Short problem
Could you turn every item below into a Markdown table with the columns "Row" and "Line", numbering each row and leaving out blank lines and the pictures?

[START OF Exercise materials]

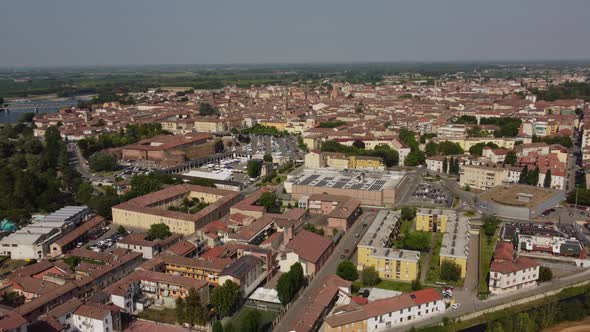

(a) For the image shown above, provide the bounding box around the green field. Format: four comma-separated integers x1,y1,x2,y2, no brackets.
230,307,278,331
477,230,499,297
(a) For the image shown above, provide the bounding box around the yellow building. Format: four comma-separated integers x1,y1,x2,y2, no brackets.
259,120,289,131
416,209,471,278
112,184,241,235
459,165,508,190
357,210,420,281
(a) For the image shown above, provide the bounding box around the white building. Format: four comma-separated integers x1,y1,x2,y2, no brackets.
74,304,113,332
321,288,445,332
489,242,539,294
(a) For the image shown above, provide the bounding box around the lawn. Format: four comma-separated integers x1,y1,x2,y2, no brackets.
231,307,278,331
426,233,443,283
137,307,176,324
478,229,499,296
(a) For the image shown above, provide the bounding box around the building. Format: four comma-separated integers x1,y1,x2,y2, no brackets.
285,169,406,206
112,184,241,235
279,230,334,276
219,255,268,298
476,184,565,220
416,208,471,278
121,133,215,165
73,304,113,332
322,288,445,332
117,233,182,259
459,165,508,190
50,216,108,257
489,242,539,294
305,150,385,170
357,210,420,281
299,194,362,231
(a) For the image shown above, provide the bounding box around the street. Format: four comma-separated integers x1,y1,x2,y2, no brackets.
274,209,377,331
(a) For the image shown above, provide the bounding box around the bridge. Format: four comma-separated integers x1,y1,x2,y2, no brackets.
161,152,252,174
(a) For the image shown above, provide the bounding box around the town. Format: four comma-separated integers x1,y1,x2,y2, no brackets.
0,63,590,332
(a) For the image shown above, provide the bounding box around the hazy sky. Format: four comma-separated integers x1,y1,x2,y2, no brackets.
0,0,590,67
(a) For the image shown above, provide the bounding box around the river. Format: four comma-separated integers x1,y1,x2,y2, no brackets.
0,97,89,123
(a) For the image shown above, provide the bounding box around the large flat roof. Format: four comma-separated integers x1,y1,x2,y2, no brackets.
479,184,562,208
288,168,406,191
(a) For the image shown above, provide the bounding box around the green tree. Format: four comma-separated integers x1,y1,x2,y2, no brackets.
539,266,553,282
246,159,262,178
440,260,461,281
543,169,551,188
88,152,117,172
400,206,416,220
213,320,224,332
518,165,529,184
424,142,438,157
336,260,359,281
147,223,172,241
210,280,241,316
240,309,262,332
527,166,539,186
117,225,128,236
412,279,423,291
504,150,518,166
361,266,381,287
352,139,365,149
258,191,279,212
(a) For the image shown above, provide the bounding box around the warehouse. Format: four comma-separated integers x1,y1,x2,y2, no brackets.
285,169,406,206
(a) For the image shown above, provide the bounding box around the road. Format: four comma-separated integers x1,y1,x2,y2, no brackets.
408,269,590,331
274,209,377,331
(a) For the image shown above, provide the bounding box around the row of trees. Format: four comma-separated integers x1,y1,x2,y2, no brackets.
276,263,305,305
78,123,166,158
424,141,465,157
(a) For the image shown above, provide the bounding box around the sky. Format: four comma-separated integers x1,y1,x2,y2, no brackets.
0,0,590,67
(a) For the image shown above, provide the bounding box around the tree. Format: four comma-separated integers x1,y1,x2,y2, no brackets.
289,262,305,290
440,260,461,281
424,142,438,157
117,225,128,236
214,139,225,153
210,280,241,316
400,206,416,220
352,139,365,149
213,320,224,332
88,152,117,172
246,159,262,178
147,223,172,241
336,260,359,281
258,191,279,212
543,169,551,188
240,309,262,332
402,232,431,251
412,279,423,291
276,273,297,305
539,266,553,282
404,150,426,166
361,266,381,287
518,165,529,184
504,150,518,166
527,166,539,186
199,103,219,116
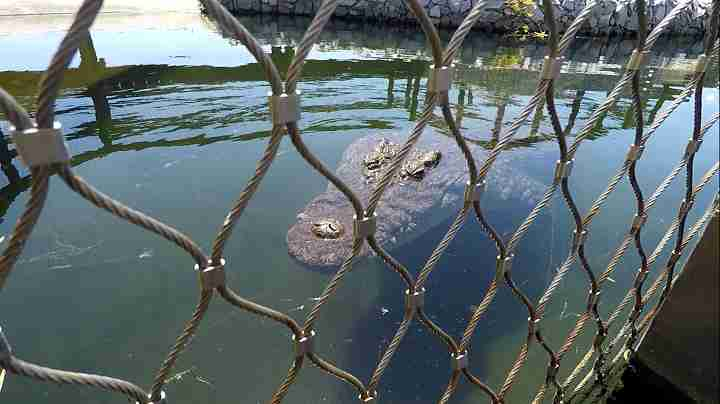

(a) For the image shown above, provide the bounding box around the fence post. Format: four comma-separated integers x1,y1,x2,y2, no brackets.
637,212,720,403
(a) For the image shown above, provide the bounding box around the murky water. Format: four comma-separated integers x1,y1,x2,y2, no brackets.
0,11,718,404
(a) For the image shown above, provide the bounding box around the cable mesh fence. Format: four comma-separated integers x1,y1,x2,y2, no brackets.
0,0,720,404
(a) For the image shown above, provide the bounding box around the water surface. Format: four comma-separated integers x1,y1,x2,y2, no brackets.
0,14,718,404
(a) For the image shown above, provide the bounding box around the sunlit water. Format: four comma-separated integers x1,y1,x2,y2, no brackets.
0,11,718,404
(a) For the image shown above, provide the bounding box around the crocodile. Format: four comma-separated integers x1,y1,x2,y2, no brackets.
287,131,546,267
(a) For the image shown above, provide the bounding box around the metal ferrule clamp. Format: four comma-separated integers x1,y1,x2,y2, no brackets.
555,159,575,183
292,330,315,358
353,213,377,239
135,391,167,404
465,180,487,203
195,259,225,291
428,65,455,104
268,91,300,125
405,288,425,310
450,351,470,370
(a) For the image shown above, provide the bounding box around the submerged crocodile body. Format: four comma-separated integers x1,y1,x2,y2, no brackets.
287,133,545,266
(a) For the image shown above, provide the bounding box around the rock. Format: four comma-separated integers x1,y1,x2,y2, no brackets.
228,0,712,36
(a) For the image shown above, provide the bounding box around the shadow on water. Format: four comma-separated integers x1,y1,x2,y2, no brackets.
340,189,564,403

[END OF Exercise materials]

Exercise result
| Row | Line |
|---|---|
| 1 | (a) For the image shown above, provide the bounding box around the green field. Format: four comma-separated integers x1,y1,x2,y2, no brackets. |
| 2 | 230,307,278,331 |
| 3 | 477,230,499,297 |
| 4 | (a) For the image shown above, provide the bounding box around the yellow building. Format: four comma-separated integers x1,y1,x2,y2, no brackets. |
| 5 | 259,120,289,131 |
| 6 | 416,209,471,278 |
| 7 | 112,184,241,235 |
| 8 | 459,165,508,190 |
| 9 | 357,210,420,281 |
| 10 | (a) For the image shown above, provide the bounding box around the white building. Format: four comma-separated integers x1,y1,x2,y2, no brackets. |
| 11 | 74,304,113,332 |
| 12 | 321,288,445,332 |
| 13 | 489,242,539,294 |
| 14 | (a) For the image shown above, provide the bounding box around the lawn. Format: four comma-separated integers x1,y1,x2,y2, no brackets. |
| 15 | 231,307,278,331 |
| 16 | 426,233,443,283 |
| 17 | 137,307,176,324 |
| 18 | 478,229,499,296 |
| 19 | (a) For the image shown above, provide the bounding box around the building. Format: four comma-separated integers x1,y1,x2,y2, no brackets. |
| 20 | 285,169,406,206 |
| 21 | 112,184,241,235 |
| 22 | 279,230,334,276 |
| 23 | 219,255,268,298 |
| 24 | 476,184,565,220 |
| 25 | 416,208,471,278 |
| 26 | 121,133,215,165 |
| 27 | 73,304,113,332 |
| 28 | 322,288,445,332 |
| 29 | 117,233,182,259 |
| 30 | 459,165,508,190 |
| 31 | 50,216,108,257 |
| 32 | 489,242,539,294 |
| 33 | 305,150,385,170 |
| 34 | 357,210,420,281 |
| 35 | 299,194,362,231 |
| 36 | (a) For the image shown above, provide the bounding box around the street. Format: four comma-separated integers x1,y1,x2,y2, no brackets. |
| 37 | 274,209,377,331 |
| 38 | (a) For the image shown above, provide the bounding box around the bridge. Format: four comma-separated integers x1,y1,x2,y2, no brackets. |
| 39 | 161,152,252,174 |
| 40 | (a) For the image shown above, provide the bounding box around the town. Format: four comma-separated integers x1,y1,x2,y2, no brackets. |
| 41 | 0,63,590,332 |
| 42 | (a) For the image shown above, provide the bounding box around the hazy sky. Format: four comma-separated integers x1,y1,x2,y2, no brackets. |
| 43 | 0,0,590,67 |
| 44 | (a) For the image shown above, provide the bounding box around the river. Format: four comma-separated integers x1,y1,x2,y2, no brackets. |
| 45 | 0,97,89,123 |
| 46 | (a) For the image shown above, provide the bounding box around the large flat roof. Format: four comma-separated integers x1,y1,x2,y2, no brackets. |
| 47 | 479,184,562,208 |
| 48 | 288,168,406,191 |
| 49 | (a) For the image shown above, provide the bounding box around the green tree. Format: four comma-separated integers x1,y1,x2,y2, no brackets. |
| 50 | 539,266,553,282 |
| 51 | 246,159,262,178 |
| 52 | 440,260,461,281 |
| 53 | 543,169,551,188 |
| 54 | 88,152,117,172 |
| 55 | 400,206,416,220 |
| 56 | 213,320,224,332 |
| 57 | 518,165,529,184 |
| 58 | 424,142,438,157 |
| 59 | 336,260,359,281 |
| 60 | 147,223,172,241 |
| 61 | 210,280,241,316 |
| 62 | 240,309,262,332 |
| 63 | 527,166,539,186 |
| 64 | 117,225,128,236 |
| 65 | 412,279,423,291 |
| 66 | 504,150,518,166 |
| 67 | 361,266,381,287 |
| 68 | 352,139,365,149 |
| 69 | 258,191,279,212 |
| 70 | (a) For the image shown above, provide the bounding box around the warehouse. Format: four comma-separated integers x1,y1,x2,y2, no brackets. |
| 71 | 285,169,406,206 |
| 72 | (a) For the image shown above, provide the bounding box around the road. Format: four comma-separated integers x1,y1,x2,y2, no brackets. |
| 73 | 408,269,590,331 |
| 74 | 274,209,377,331 |
| 75 | (a) For the image shown above, provide the bounding box around the row of trees. Format: four comma-separated integers x1,y1,x2,y2, no brackets. |
| 76 | 276,263,305,305 |
| 77 | 78,123,166,158 |
| 78 | 424,141,465,157 |
| 79 | (a) For the image shown above, provide the bounding box around the sky. Format: four comma-separated integers x1,y1,x2,y2, no brackets. |
| 80 | 0,0,590,67 |
| 81 | (a) For the image shown above, provide the bounding box around the tree. Format: four comma-separated integers x1,y1,x2,y2, no brackets. |
| 82 | 289,262,305,290 |
| 83 | 440,260,461,281 |
| 84 | 424,142,438,157 |
| 85 | 117,225,128,236 |
| 86 | 214,139,225,153 |
| 87 | 210,280,241,316 |
| 88 | 400,206,416,220 |
| 89 | 352,139,365,149 |
| 90 | 213,320,224,332 |
| 91 | 88,152,117,172 |
| 92 | 246,159,262,178 |
| 93 | 147,223,172,241 |
| 94 | 336,260,359,281 |
| 95 | 258,191,279,212 |
| 96 | 543,169,551,188 |
| 97 | 240,309,262,332 |
| 98 | 402,232,431,251 |
| 99 | 412,279,423,291 |
| 100 | 276,273,297,305 |
| 101 | 539,266,553,282 |
| 102 | 404,150,426,166 |
| 103 | 361,266,381,287 |
| 104 | 518,165,529,184 |
| 105 | 504,150,518,166 |
| 106 | 527,166,539,186 |
| 107 | 199,103,219,116 |
| 108 | (a) For the image shown above, provide the bounding box around the fence post. Format: four comma-separated integers x1,y1,x2,y2, no brackets. |
| 109 | 637,212,720,403 |
| 110 | (a) For the image shown above, provide the bounding box around the murky water. Format: four comma-separated integers x1,y1,x2,y2, no brackets. |
| 111 | 0,11,718,404 |
| 112 | (a) For the image shown above, provide the bounding box around the cable mesh fence. Format: four comma-separated integers x1,y1,x2,y2, no brackets. |
| 113 | 0,0,720,404 |
| 114 | (a) For the image shown above, provide the bounding box around the water surface. Format: four comma-separated integers x1,y1,x2,y2, no brackets. |
| 115 | 0,14,718,404 |
| 116 | (a) For the image shown above, provide the bounding box around the sunlit water. Format: four comma-separated integers x1,y1,x2,y2, no brackets. |
| 117 | 0,11,718,404 |
| 118 | (a) For the image shown above, provide the bounding box around the crocodile. Format: four comma-separated integers x1,y1,x2,y2, no brackets. |
| 119 | 287,131,546,267 |
| 120 | (a) For the image shown above, provide the bounding box around the metal ferrule clamp. Format: four comma-separated integers x1,y1,x2,y2, no brackets. |
| 121 | 555,159,575,183 |
| 122 | 292,330,315,358 |
| 123 | 353,213,377,239 |
| 124 | 135,391,167,404 |
| 125 | 465,180,487,203 |
| 126 | 195,259,225,291 |
| 127 | 428,65,455,104 |
| 128 | 268,91,300,125 |
| 129 | 405,288,425,310 |
| 130 | 450,351,470,370 |
| 131 | (a) For the image shown above, provide the bounding box around the submerged crocodile body. Format: four comma-separated integers x1,y1,x2,y2, no brackets. |
| 132 | 287,133,545,266 |
| 133 | (a) For the image shown above, provide the bounding box around the rock. Format: four comma-separated integers x1,y1,x2,y2, no brackets. |
| 134 | 228,0,712,36 |
| 135 | (a) For the image shown above, provide the bounding box around the shadow on water. Format: four comma-separated integers x1,y1,x2,y2, no brackets. |
| 136 | 340,189,564,403 |